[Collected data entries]
- - - - - - -
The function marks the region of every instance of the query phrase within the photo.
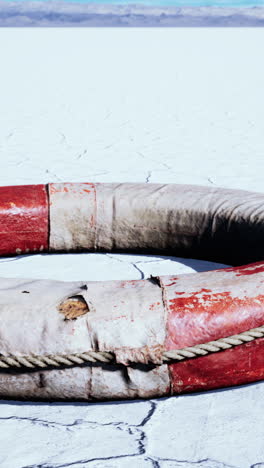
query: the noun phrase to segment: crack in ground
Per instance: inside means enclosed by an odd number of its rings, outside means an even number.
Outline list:
[[[120,430],[123,430],[122,428],[120,428]],[[81,460],[75,460],[75,461],[72,461],[72,462],[67,462],[67,463],[52,463],[50,464],[51,462],[50,461],[46,461],[44,463],[41,463],[41,464],[33,464],[33,465],[26,465],[26,466],[23,466],[22,468],[66,468],[68,466],[74,466],[74,465],[79,465],[79,464],[89,464],[89,463],[92,463],[94,461],[107,461],[107,460],[116,460],[116,459],[120,459],[120,458],[134,458],[134,457],[140,457],[141,455],[144,455],[146,450],[145,450],[145,440],[146,440],[146,434],[144,433],[144,431],[138,429],[138,428],[134,428],[134,431],[131,429],[131,428],[126,428],[126,431],[129,433],[129,435],[135,435],[135,434],[139,434],[139,437],[136,438],[136,443],[138,445],[138,451],[135,452],[135,453],[131,453],[131,454],[123,454],[123,455],[112,455],[110,457],[94,457],[94,458],[85,458],[85,459],[81,459]],[[58,456],[60,454],[62,454],[62,452],[60,452],[59,454],[56,454],[55,456]]]
[[[107,112],[106,116],[104,117],[104,120],[108,120],[109,117],[111,117],[112,113],[112,111]]]
[[[20,161],[18,161],[17,163],[15,163],[15,167],[21,166],[22,164],[26,163],[27,161],[29,161],[29,158],[21,159]]]
[[[46,174],[50,174],[52,177],[55,177],[55,179],[57,179],[59,182],[62,182],[62,179],[60,177],[57,176],[57,174],[55,174],[55,172],[51,172],[49,171],[49,169],[46,169]]]
[[[96,421],[87,421],[87,420],[75,420],[73,423],[65,424],[65,423],[57,423],[55,421],[47,421],[47,420],[42,420],[38,418],[26,418],[26,417],[16,417],[16,416],[9,416],[9,417],[4,417],[0,418],[0,420],[15,420],[15,421],[29,421],[32,424],[40,424],[41,426],[45,427],[65,427],[66,430],[70,430],[72,427],[78,427],[78,426],[83,426],[85,424],[87,425],[94,425],[97,427],[105,427],[105,426],[113,426],[116,429],[119,429],[121,431],[126,431],[129,435],[134,436],[134,442],[137,444],[137,452],[132,453],[132,454],[122,454],[122,455],[116,455],[116,456],[110,456],[110,457],[94,457],[94,458],[89,458],[89,459],[81,459],[81,460],[76,460],[72,462],[67,462],[67,463],[53,463],[52,461],[46,461],[41,464],[33,464],[33,465],[26,465],[22,468],[66,468],[70,466],[76,466],[76,465],[88,465],[94,461],[107,461],[107,460],[116,460],[119,458],[134,458],[134,457],[140,457],[144,454],[146,454],[146,441],[147,441],[147,435],[145,431],[142,429],[143,427],[146,426],[146,424],[151,420],[153,414],[156,411],[157,408],[157,403],[154,401],[149,401],[147,402],[150,406],[149,411],[147,412],[147,415],[142,419],[142,421],[139,424],[129,424],[129,423],[123,423],[123,422],[110,422],[110,423],[100,423]],[[63,452],[62,452],[63,453]],[[58,456],[60,454],[56,454],[55,456]],[[148,460],[146,458],[145,460]],[[155,464],[153,464],[154,467],[158,467],[158,462],[155,461]]]
[[[153,468],[160,468],[160,464],[159,464],[158,460],[154,460],[151,457],[146,458],[146,460],[148,460],[148,461],[150,461],[152,463]]]
[[[61,136],[61,143],[64,143],[66,141],[66,136],[62,132],[59,132],[59,134]]]
[[[136,263],[130,263],[139,273],[140,273],[140,279],[145,278],[145,273],[136,265]]]
[[[225,462],[219,461],[219,460],[214,460],[212,458],[203,458],[202,460],[197,460],[197,461],[191,461],[191,460],[178,460],[177,458],[160,458],[160,457],[149,457],[149,460],[153,462],[157,462],[157,465],[153,465],[155,468],[159,468],[161,465],[160,463],[162,462],[174,462],[177,463],[177,467],[179,468],[185,468],[186,463],[188,463],[188,466],[193,466],[194,468],[239,468],[238,466],[235,465],[228,465]],[[255,465],[254,465],[255,466]],[[176,466],[175,466],[176,468]],[[251,468],[251,467],[250,467]]]
[[[143,421],[137,426],[137,427],[143,427],[145,426],[149,421],[150,419],[152,418],[153,414],[155,413],[156,409],[157,409],[157,403],[155,403],[155,401],[149,401],[150,403],[150,410],[147,414],[147,416],[145,416],[145,418],[143,419]]]
[[[145,274],[143,271],[140,270],[140,268],[136,265],[136,263],[133,263],[133,262],[126,262],[124,260],[120,260],[120,258],[116,258],[116,257],[113,257],[112,255],[110,254],[106,254],[106,256],[108,258],[111,258],[112,260],[116,260],[117,262],[120,262],[120,263],[128,263],[129,265],[133,266],[139,273],[140,273],[140,279],[144,279],[145,278]],[[140,262],[139,262],[140,263]]]
[[[116,258],[114,257],[113,255],[111,254],[105,254],[108,258],[111,258],[112,260],[116,260],[117,262],[120,262],[120,263],[125,263],[125,264],[128,264],[128,265],[131,265],[133,266],[139,273],[140,273],[140,279],[146,279],[145,277],[145,273],[143,270],[141,270],[141,268],[139,268],[139,264],[144,264],[144,263],[159,263],[159,262],[165,262],[165,261],[168,261],[167,258],[158,258],[158,259],[155,259],[155,260],[139,260],[138,262],[127,262],[126,260],[120,260],[120,258]]]
[[[87,148],[85,148],[75,159],[81,159],[87,153]]]
[[[23,417],[23,416],[7,416],[7,417],[0,417],[0,421],[28,421],[32,424],[37,424],[43,427],[65,427],[70,428],[70,427],[76,427],[76,426],[85,426],[85,425],[90,425],[90,426],[99,426],[99,427],[105,427],[105,426],[114,426],[114,427],[120,427],[121,426],[132,426],[132,427],[140,427],[141,424],[129,424],[129,423],[123,423],[122,421],[117,421],[117,422],[109,422],[109,423],[100,423],[98,421],[89,421],[85,419],[76,419],[72,423],[60,423],[56,421],[48,421],[45,419],[39,419],[39,418],[31,418],[31,417]]]
[[[63,464],[57,464],[53,463],[52,465],[49,462],[44,462],[41,464],[34,464],[34,465],[24,465],[21,468],[66,468],[68,466],[74,466],[74,465],[89,465],[90,463],[96,462],[96,461],[108,461],[108,460],[118,460],[120,458],[135,458],[140,456],[139,454],[131,454],[131,455],[116,455],[112,457],[101,457],[101,458],[91,458],[91,459],[84,459],[84,460],[78,460],[76,462],[69,462],[69,463],[63,463]]]
[[[152,171],[148,171],[148,175],[145,180],[146,184],[150,181],[151,176],[152,176]]]
[[[215,185],[215,183],[214,183],[214,181],[211,179],[211,177],[207,177],[207,180],[208,180],[208,182],[210,182],[210,184]]]
[[[69,145],[65,133],[63,132],[58,132],[58,133],[61,136],[60,144],[65,145],[68,149],[71,149],[71,145]]]
[[[8,420],[15,420],[15,421],[29,421],[32,424],[39,424],[40,426],[51,426],[51,427],[74,427],[74,426],[81,426],[81,425],[94,425],[94,426],[114,426],[114,427],[120,427],[122,429],[122,426],[124,428],[141,428],[145,426],[145,424],[151,419],[153,416],[157,404],[154,401],[148,401],[146,402],[149,404],[150,409],[147,413],[147,415],[143,418],[143,420],[139,424],[129,424],[123,421],[116,421],[116,422],[108,422],[108,423],[100,423],[98,421],[90,421],[87,419],[75,419],[72,423],[60,423],[56,421],[48,421],[47,419],[39,419],[39,418],[32,418],[32,417],[23,417],[23,416],[6,416],[6,417],[0,417],[0,421],[8,421]]]
[[[104,254],[106,255],[106,257],[109,257],[109,258],[112,258],[113,260],[116,260],[117,262],[121,262],[121,263],[128,263],[129,265],[131,264],[138,264],[138,263],[159,263],[159,262],[165,262],[165,261],[168,261],[170,260],[171,257],[169,258],[165,258],[165,257],[160,257],[158,256],[157,258],[155,258],[154,260],[139,260],[138,262],[127,262],[127,260],[121,260],[120,258],[116,258],[114,257],[113,255],[109,254],[109,253],[106,253]],[[118,254],[117,254],[118,255]],[[126,254],[119,254],[119,255],[126,255]],[[131,255],[132,256],[132,255]],[[139,255],[137,255],[139,256]],[[143,255],[142,255],[143,256]],[[176,257],[175,257],[176,258]]]
[[[160,164],[161,166],[163,166],[163,167],[165,167],[166,169],[168,169],[168,170],[172,171],[173,173],[175,173],[175,171],[173,170],[173,168],[172,168],[169,164],[167,164],[167,163],[165,163],[165,162],[163,162],[163,161],[157,161],[157,159],[149,158],[148,156],[146,156],[145,154],[143,154],[141,151],[137,151],[137,154],[138,154],[142,159],[147,159],[148,161],[154,162],[154,163],[156,163],[156,164]]]
[[[50,465],[49,462],[44,462],[42,464],[34,464],[34,465],[27,465],[23,466],[22,468],[66,468],[68,466],[74,466],[78,464],[82,465],[89,465],[90,463],[96,462],[96,461],[107,461],[107,460],[118,460],[118,459],[133,459],[137,458],[137,462],[139,461],[138,458],[141,458],[142,453],[135,453],[131,455],[117,455],[117,456],[111,456],[111,457],[98,457],[98,458],[91,458],[91,459],[83,459],[83,460],[78,460],[76,462],[69,462],[69,463],[63,463],[63,464],[52,464]],[[228,465],[224,462],[221,462],[219,460],[213,460],[211,458],[204,458],[202,460],[198,461],[189,461],[189,460],[178,460],[176,458],[152,458],[152,457],[145,457],[144,461],[150,461],[152,463],[153,468],[161,468],[161,463],[162,462],[173,462],[177,463],[178,468],[185,468],[186,464],[188,463],[188,466],[193,466],[194,468],[239,468],[234,465]],[[256,463],[254,465],[251,465],[250,468],[260,468],[263,466],[263,463]],[[175,466],[176,468],[176,466]]]

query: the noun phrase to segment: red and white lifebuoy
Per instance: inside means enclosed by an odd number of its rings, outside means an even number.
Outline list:
[[[3,364],[1,397],[144,398],[263,379],[262,337],[195,359],[162,363],[164,351],[264,324],[263,194],[179,185],[65,183],[2,187],[0,208],[1,255],[140,251],[235,265],[139,281],[1,279],[3,360],[76,356],[90,350],[115,357],[111,365],[30,372]]]

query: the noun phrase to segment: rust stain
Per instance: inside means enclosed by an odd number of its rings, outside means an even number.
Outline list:
[[[155,307],[158,307],[160,305],[160,302],[154,302],[153,304],[150,304],[149,310],[154,310]]]
[[[60,192],[60,189],[57,189],[53,184],[49,184],[49,193],[53,195],[57,192]]]

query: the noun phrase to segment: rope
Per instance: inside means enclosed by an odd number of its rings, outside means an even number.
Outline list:
[[[234,348],[250,341],[264,337],[264,325],[252,328],[238,335],[220,338],[215,341],[188,346],[182,349],[165,351],[162,354],[161,364],[193,359],[207,354],[217,353],[225,349]],[[112,352],[87,351],[75,354],[50,354],[38,356],[0,356],[0,369],[35,369],[81,366],[86,363],[114,364],[115,356]],[[151,364],[151,362],[149,362]],[[136,363],[134,363],[136,364]]]
[[[226,338],[219,338],[219,340],[208,341],[207,343],[188,346],[182,349],[165,351],[163,353],[163,362],[183,361],[198,356],[205,356],[206,354],[218,353],[219,351],[235,348],[236,346],[240,346],[263,337],[264,325],[261,325],[261,327],[251,328],[250,330],[239,333],[238,335],[231,335]]]

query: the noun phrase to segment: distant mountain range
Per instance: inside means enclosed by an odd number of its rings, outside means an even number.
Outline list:
[[[264,6],[173,7],[0,0],[0,26],[264,26]]]

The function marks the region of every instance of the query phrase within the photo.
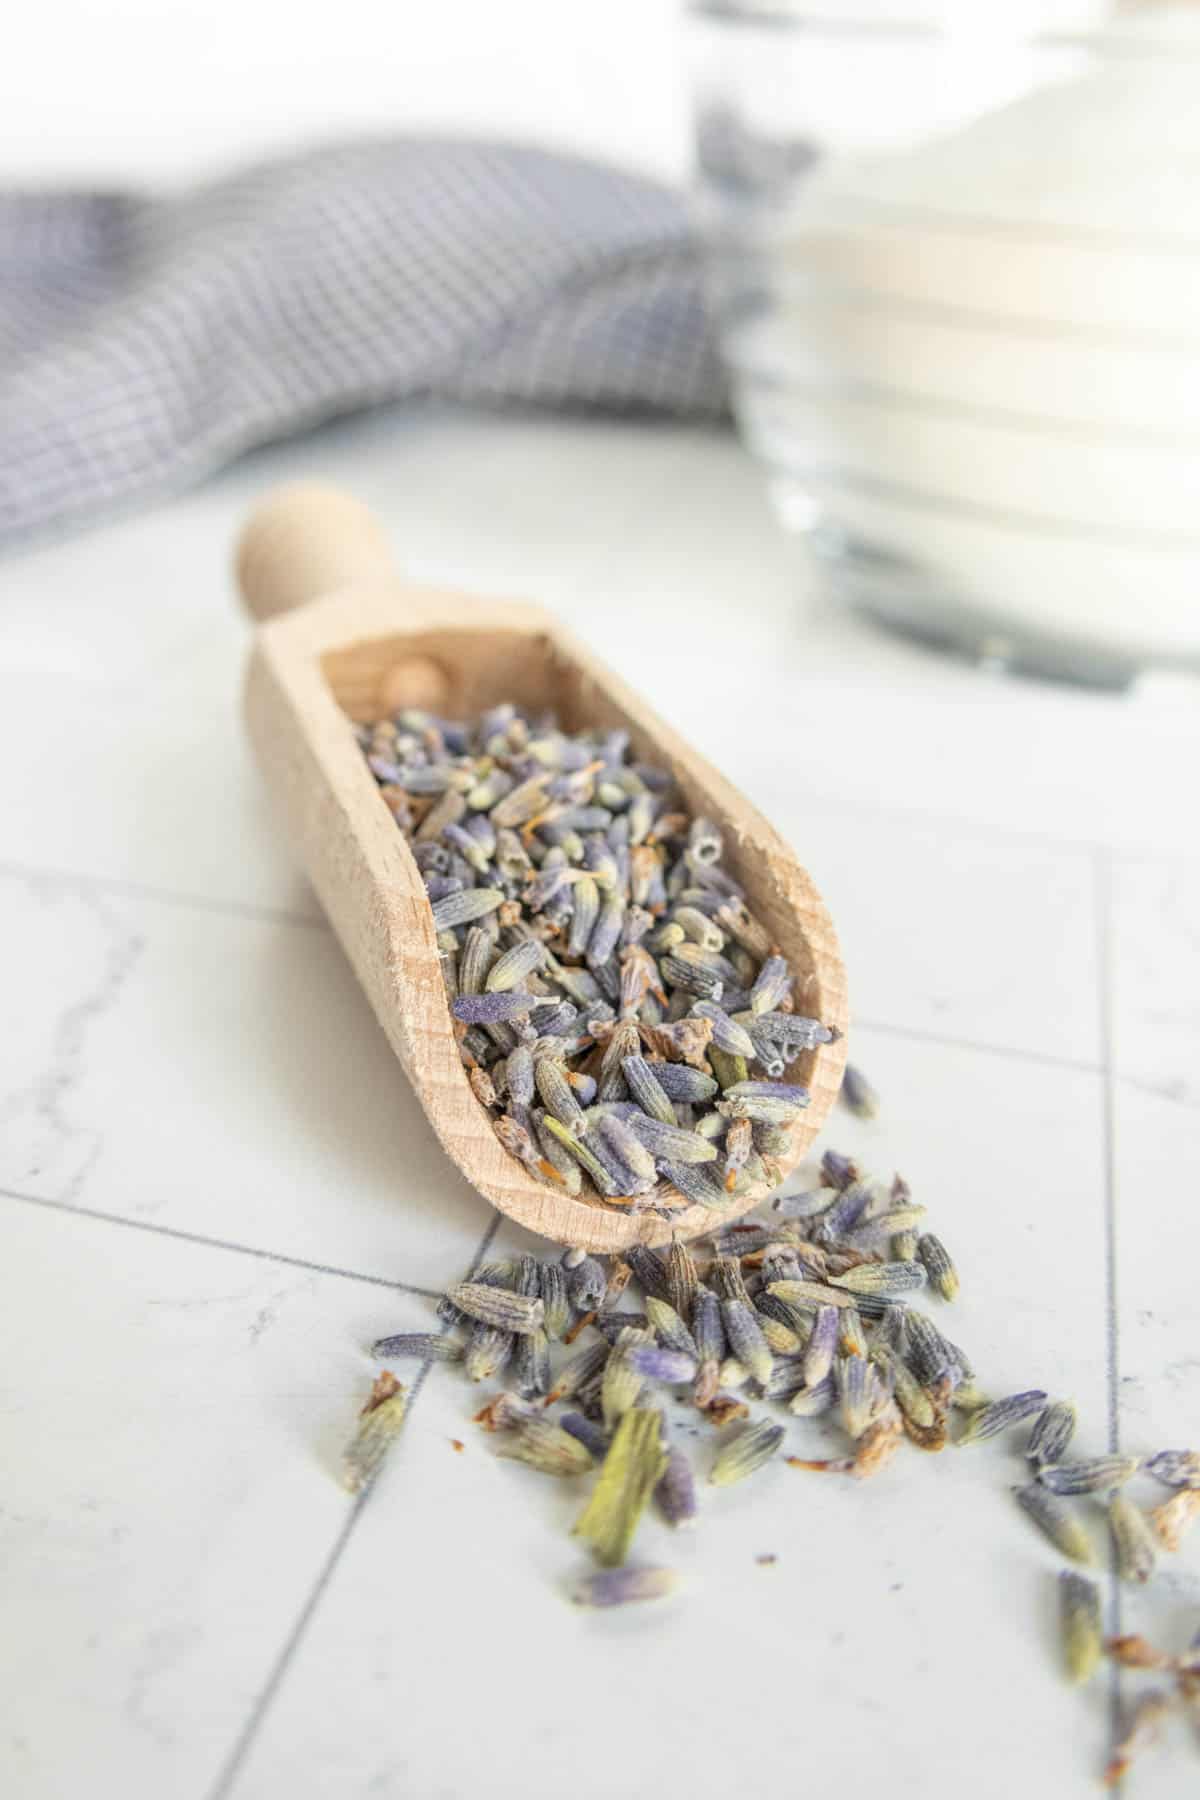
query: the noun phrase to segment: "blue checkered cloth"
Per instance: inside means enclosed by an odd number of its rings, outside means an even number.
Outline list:
[[[680,197],[388,140],[168,196],[0,196],[0,542],[406,396],[713,416]]]

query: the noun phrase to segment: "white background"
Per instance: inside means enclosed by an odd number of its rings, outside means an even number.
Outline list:
[[[678,174],[681,0],[45,0],[5,21],[0,182],[161,181],[346,132]]]

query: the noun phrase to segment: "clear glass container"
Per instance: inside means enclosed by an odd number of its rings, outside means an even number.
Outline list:
[[[994,664],[1200,667],[1200,4],[690,13],[739,423],[837,593]]]

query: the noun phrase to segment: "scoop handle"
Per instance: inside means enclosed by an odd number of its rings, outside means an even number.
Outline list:
[[[397,574],[369,506],[324,481],[276,488],[255,507],[234,554],[247,612],[262,623],[359,582]]]

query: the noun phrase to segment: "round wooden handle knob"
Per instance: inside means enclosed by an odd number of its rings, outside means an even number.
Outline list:
[[[234,567],[246,609],[259,620],[396,573],[387,534],[370,507],[323,481],[279,488],[256,507],[238,539]]]

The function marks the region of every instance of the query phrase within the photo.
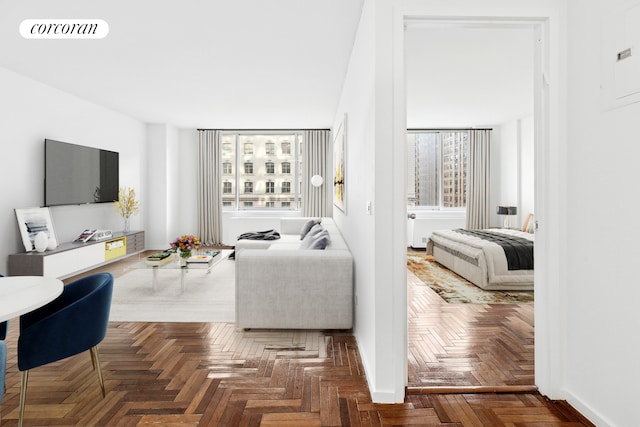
- - - - - - -
■ **AIM OF THE TASK**:
Search the data for the string "segment" and copy every line where it appears.

■ **ANSWER SPACE**:
query: the noun phrase to segment: crack in ground
query: the noun phrase to segment: red and white lifebuoy
query: the noun phrase to segment: rust stain
query: the noun phrase to segment: rope
query: the noun phrase to segment: distant mountain range
query: the noun phrase to segment: "blue checkered cloth"
query: the noun phrase to segment: "white background"
query: the noun phrase to segment: "clear glass container"
query: the noun phrase to segment: "scoop handle"
query: the noun phrase to segment: "round wooden handle knob"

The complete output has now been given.